Text shown:
--*--

Can the United States be Transformed?  Hopeful Answers from Barack Obama and Riane Eisler

Howard Richards
“Be not conformed to this world, but be ye transformed by the renewing of your mind.”                 
--St. Paul the Apostle, quoted by Martin Luther King Jr. (King 1981, p. 21)

Part One

         Since it is a premise of my title that the United States needs to be transformed, I will have to explain what sort of transformation I have in mind and why I think one is needed.  “Transformation” is in any case a relative matter; there can be more or less of it and more and less need for it.   While I do not deny that the nation might continue to exist without transforming itself, I believe that none of its principal problems will be solved unless there is a sea-change, or culture-shift (to use two terms I take to be equivalent to “transformation.”)    To employ yet a third equivalent:  more than new policies we need new “paradigms.”  I call the paradigms we need “ethical” and sometimes “posteconomic.”   Neither rebates for taxpayers, stricter auto emission standards, government backing for new green industries, crackdowns on tax loopholes and havens, aid to save homeowners from foreclosure, withdrawal from Iraq, nor any number of other separate measures will turn the tide.  The “tide” (another term I will explain) can only be turned with guidance from more comprehensive and open-minded thinking, from thinking at a higher stage of collective moral development (Habermas 1995) (to use fourth and fifth equivalents to “transformed”).    To say what I take to be the same thing in yet a sixth way:  The basic problems of the United States and the world are structural.   They can only be solved by transforming the basic structure to produce a more functional structure.

--*--

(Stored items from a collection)
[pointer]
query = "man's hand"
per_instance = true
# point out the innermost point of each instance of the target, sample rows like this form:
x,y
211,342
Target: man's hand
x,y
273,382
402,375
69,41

--*--

To be done:
1) Retype a passage from the essay excerpt on transforming the United States. Begin at the words "Howard Richards" and stop after "1981, p. 21)".
2) In the essay excerpt on transforming the United States, which two terms does the author take to be equivalent to "transformation" at first mention?
3) Decide whether each statement agrees with the essay excerpt on transforming the United States, and answer yes or no, quoting the words that decide it. (a) The author claims the nation could not continue to exist without transforming itself. (b) The author calls the paradigms that are needed "ethical" and sometimes "posteconomic." (c) The author describes the basic problems of the United States and the world as structural.

Results:
1)
Howard Richards
“Be not conformed to this world, but be ye transformed by the renewing of your mind.”                 
--St. Paul the Apostle, quoted by Martin Luther King Jr. (King 1981, p. 21)

2) Sea-change and culture-shift.

3)
(a) No: "While I do not deny that the nation might continue to exist without transforming itself"
(b) Yes: "I call the paradigms we need “ethical” and sometimes “posteconomic.”"
(c) Yes: "The basic problems of the United States and the world are structural."